» WHAT THIS TASK INVOLVES
Pull out every line in the data that has the string "overcoat" in it.

════

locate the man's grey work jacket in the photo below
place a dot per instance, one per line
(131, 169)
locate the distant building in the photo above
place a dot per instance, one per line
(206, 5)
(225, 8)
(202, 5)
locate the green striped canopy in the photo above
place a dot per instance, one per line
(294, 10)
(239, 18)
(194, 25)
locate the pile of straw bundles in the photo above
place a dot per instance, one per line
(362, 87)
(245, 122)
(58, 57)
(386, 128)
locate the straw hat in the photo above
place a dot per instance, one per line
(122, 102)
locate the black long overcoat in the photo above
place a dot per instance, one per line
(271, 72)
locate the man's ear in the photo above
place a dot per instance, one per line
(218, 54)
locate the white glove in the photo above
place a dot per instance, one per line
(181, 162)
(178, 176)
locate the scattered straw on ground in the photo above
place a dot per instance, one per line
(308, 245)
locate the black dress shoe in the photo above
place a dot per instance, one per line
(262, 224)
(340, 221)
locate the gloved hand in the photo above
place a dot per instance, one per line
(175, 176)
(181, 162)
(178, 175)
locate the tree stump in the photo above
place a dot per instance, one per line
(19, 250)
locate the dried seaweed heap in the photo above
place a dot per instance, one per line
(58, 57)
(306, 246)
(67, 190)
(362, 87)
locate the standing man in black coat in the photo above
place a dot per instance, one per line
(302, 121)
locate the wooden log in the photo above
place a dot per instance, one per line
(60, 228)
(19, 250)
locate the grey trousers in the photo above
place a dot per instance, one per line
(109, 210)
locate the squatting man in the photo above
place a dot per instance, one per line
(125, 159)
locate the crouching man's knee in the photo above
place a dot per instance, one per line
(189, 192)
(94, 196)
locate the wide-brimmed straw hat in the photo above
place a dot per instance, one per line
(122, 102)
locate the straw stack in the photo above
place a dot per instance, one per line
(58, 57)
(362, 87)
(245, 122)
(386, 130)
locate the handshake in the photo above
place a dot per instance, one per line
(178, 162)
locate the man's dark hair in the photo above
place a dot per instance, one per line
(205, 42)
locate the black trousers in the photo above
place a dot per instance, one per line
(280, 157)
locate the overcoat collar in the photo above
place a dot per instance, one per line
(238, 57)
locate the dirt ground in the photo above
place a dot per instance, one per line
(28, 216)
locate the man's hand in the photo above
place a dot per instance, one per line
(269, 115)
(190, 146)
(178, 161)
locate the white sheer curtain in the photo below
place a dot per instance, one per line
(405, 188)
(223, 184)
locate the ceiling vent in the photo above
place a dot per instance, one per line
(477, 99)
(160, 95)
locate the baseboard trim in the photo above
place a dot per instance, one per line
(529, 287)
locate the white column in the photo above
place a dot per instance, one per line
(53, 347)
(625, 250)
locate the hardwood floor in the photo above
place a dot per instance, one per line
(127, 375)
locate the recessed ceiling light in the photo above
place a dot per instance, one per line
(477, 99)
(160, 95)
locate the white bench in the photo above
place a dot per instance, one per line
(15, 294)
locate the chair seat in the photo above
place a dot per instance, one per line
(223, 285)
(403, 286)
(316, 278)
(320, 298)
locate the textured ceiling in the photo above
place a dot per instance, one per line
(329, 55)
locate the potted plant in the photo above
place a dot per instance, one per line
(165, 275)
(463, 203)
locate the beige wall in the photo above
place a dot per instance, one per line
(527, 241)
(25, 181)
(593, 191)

════

» THE COMPLETED TASK
locate the black long overcoat in the photo above
locate the overcoat collar in the photo above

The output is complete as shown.